--- Tarefas do exercício ---
1. Reescreva o trecho do depoimento que começa em "Testemunha: Não, não" e termina em "outros funcionários também?", trocando "salsicha" por "linguiça".
2. Resuma o depoimento em duas frases.

Testemunha: Acho que gado também.
Procurador do Autor: O senhor lembra se atualmente a autora continua trabalhando na agricultura?
Testemunha: Sim.
Procurador do Autor: Nas terras de quem? Próprias ou rendáveis?
Testemunha: Agora é rendáveis.
Procurador do Autor: De quem é o senhor sabe dizer?
Testemunha: (inaudível).
Procurador do Autor: E o que ela produz, ela é viúva hoje, o que ela produz, que atividade ela exerce em cima dessa terra?
Testemunha: (inaudível).
Procurador do Autor: O senhor sabe dizer se até o falecimento do esposo dela eles tinham uma agroindústria de embutidos?
Testemunha: (inaudível).
Procurador do Autor: E esse gado que eles criavam nessa propriedade era pra agro industrialização?
Testemunha: (inaudível).
Procurador do Autor: Sabe se a dona Alice morou um tempo em Consolata, Três de Maio?
Testemunha: Não, só na vila Progresso.
Procurador do Autor: Isso fica em que município?
Testemunha: Três de Maio.
Procurador do Autor: Por quanto tempo ela morou lá?
Testemunha: Dois anos eu acho.
Procurador do Autor: Aí ela mudou de lá e foi pra onde?
Testemunha: Boa Vista.
Procurador do Autor: De Boa Vista ela ficou até quando? Ela chegou a retornar lá pro interior?
Testemunha: (inaudível).
Procurador do Autor: Nas terras de quem?
Testemunha: Vicente Copetti eu acho.
Procurador do Autor: E quanto hectares de terra dava seu Fernando?
Testemunha: Eu acho que era um hectare de terra.
Procurador do Autor: E o que ela fazia nesse um hectare de terra?
Testemunha: (inaudível) porco também.
Procurador do Autor: E atualmente como é que ela vai, ela mora nessa terra do seu Vilson Reckenvald ou aonde ela mora?
Testemunha: Não, ela vai.
Procurador do Autor: E como é que ela vai? Ela mora aonde e como vai?
Testemunha: Ela mora na cidade.
Procurador do Autor: E como é que ela vai até essa terra? È longe da
cidade?
Testemunha: Não, não é muito longe.
Procurador do Autor: Quantos Km da mais ou menos, o senhor sabe precisar?
Testemunha: Uns mil metros, um pouco mais.
Procurador do Autor: Nada mais.
Juiz: Pelo demandado.
Pelo demandado: O marido dela faleceu quando?
Testemunha: Dois anos eu acho.
Pelo demandado: Eles tinham uma indústria de embutidos?
Testemunha: Uma agro indústria.
Pelo demandado: Faziam carne, salsicha, esses negócios?
Testemunha: Sim.
Pelo demandado: E essa senhora trabalhava também nessa indústria?
Testemunha: Sim.
Pelo demandado: Eles tinham outros funcionários também?
Testemunha: Não.
Pelo demandado: Faz quanto tempo que ela mora nessa terra que está atualmente?
Testemunha: Uns dois anos.
Pelo demandado: Foi antes ou depois que o marido dela faleceu? Que ela se mudou pra lá?

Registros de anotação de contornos
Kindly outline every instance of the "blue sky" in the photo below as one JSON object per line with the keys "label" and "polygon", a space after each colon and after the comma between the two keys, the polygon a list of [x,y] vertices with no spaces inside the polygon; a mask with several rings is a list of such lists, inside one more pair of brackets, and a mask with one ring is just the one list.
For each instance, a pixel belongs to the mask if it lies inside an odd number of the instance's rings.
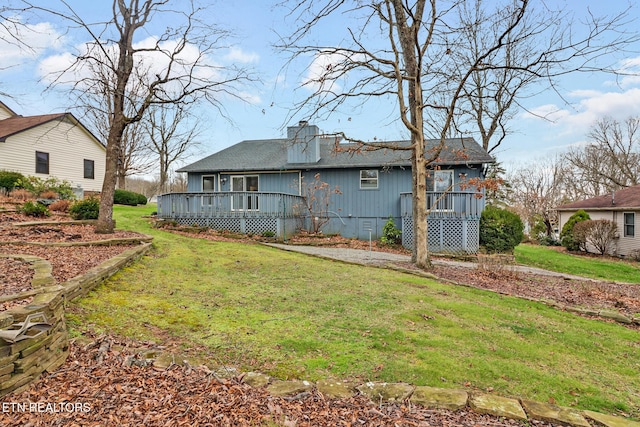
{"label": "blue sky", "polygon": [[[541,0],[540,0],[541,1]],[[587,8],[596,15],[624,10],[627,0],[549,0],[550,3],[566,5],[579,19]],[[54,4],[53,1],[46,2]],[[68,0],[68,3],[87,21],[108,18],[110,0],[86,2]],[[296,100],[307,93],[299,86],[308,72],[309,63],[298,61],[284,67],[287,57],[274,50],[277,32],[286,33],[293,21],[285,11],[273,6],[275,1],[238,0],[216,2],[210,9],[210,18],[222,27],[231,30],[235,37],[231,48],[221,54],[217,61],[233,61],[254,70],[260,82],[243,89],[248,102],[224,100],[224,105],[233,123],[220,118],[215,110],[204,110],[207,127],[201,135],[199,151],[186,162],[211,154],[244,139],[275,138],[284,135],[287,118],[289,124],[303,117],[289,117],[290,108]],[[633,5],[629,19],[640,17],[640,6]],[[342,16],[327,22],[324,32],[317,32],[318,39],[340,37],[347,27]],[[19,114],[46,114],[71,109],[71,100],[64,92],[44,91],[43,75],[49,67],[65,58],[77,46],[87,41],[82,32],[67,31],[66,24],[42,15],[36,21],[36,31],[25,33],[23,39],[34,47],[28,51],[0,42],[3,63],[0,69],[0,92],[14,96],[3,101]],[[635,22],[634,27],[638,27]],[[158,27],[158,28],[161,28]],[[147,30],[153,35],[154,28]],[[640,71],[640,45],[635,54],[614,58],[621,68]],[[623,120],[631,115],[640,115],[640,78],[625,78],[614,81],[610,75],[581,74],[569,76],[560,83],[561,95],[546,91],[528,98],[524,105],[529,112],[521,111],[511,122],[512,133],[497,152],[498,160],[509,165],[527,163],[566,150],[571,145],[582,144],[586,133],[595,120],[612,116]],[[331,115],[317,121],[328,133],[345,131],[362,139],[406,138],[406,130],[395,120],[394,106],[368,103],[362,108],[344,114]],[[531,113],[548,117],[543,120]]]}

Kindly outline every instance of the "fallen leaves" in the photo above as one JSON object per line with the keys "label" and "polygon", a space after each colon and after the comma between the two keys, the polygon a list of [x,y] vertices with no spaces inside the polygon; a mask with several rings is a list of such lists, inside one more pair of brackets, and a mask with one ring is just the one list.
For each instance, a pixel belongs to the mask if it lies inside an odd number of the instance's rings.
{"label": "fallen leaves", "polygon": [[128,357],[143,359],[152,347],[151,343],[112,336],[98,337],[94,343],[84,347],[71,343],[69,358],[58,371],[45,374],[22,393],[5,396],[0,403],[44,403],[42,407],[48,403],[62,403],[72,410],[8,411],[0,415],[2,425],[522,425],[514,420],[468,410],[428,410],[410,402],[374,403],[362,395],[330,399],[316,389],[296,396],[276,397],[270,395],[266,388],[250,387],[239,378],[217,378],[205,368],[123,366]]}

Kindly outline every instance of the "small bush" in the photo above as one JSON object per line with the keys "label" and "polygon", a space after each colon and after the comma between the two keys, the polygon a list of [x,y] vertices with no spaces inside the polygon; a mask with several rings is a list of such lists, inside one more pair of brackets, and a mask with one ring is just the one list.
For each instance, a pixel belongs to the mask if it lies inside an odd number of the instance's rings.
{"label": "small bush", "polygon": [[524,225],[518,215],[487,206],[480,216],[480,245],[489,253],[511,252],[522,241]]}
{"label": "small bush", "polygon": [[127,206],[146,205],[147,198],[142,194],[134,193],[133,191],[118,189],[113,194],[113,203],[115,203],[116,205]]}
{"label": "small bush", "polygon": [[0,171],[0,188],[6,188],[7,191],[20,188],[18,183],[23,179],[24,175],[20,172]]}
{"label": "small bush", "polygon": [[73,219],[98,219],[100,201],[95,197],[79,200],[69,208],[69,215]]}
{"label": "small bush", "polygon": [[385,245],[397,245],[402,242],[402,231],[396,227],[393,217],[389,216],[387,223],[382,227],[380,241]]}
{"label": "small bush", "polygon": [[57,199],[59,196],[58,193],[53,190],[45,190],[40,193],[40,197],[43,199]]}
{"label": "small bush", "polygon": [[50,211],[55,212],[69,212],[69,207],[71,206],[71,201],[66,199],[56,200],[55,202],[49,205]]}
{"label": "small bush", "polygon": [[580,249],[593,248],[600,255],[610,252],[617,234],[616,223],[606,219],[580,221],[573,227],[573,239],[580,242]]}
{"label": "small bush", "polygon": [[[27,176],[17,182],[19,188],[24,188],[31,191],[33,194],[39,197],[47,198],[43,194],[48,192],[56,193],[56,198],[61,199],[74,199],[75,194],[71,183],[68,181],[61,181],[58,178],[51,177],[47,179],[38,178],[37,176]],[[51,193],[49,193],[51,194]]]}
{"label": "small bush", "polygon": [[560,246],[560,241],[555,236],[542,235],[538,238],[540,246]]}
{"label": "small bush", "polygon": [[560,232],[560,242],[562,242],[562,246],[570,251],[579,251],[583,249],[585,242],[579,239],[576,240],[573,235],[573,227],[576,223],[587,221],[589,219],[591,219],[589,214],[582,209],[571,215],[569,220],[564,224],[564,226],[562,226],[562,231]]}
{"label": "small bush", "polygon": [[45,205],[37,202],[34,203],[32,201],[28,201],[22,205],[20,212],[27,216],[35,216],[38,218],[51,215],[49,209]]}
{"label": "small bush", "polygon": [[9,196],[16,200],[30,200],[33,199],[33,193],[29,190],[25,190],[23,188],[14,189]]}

--- Soluções das tarefas ---
1.
Testemunha: Não, não é muito longe.
Procurador do Autor: Quantos Km da mais ou menos, o senhor sabe precisar?
Testemunha: Uns mil metros, um pouco mais.
Procurador do Autor: Nada mais.
Juiz: Pelo demandado.
Pelo demandado: O marido dela faleceu quando?
Testemunha: Dois anos eu acho.
Pelo demandado: Eles tinham uma indústria de embutidos?
Testemunha: Uma agro indústria.
Pelo demandado: Faziam carne, linguiça, esses negócios?
Testemunha: Sim.
Pelo demandado: E essa senhora trabalhava também nessa indústria?
Testemunha: Sim.
Pelo demandado: Eles tinham outros funcionários também?

2. A testemunha afirma que a autora continua trabalhando na agricultura em terras arrendadas, mora na cidade e vai até a terra, que fica a uns mil metros, um pouco mais. Ao representante do demandado, a testemunha diz que o casal tinha uma agroindústria que fazia carne e salsicha, na qual ela também trabalhava, e que não havia outros funcionários.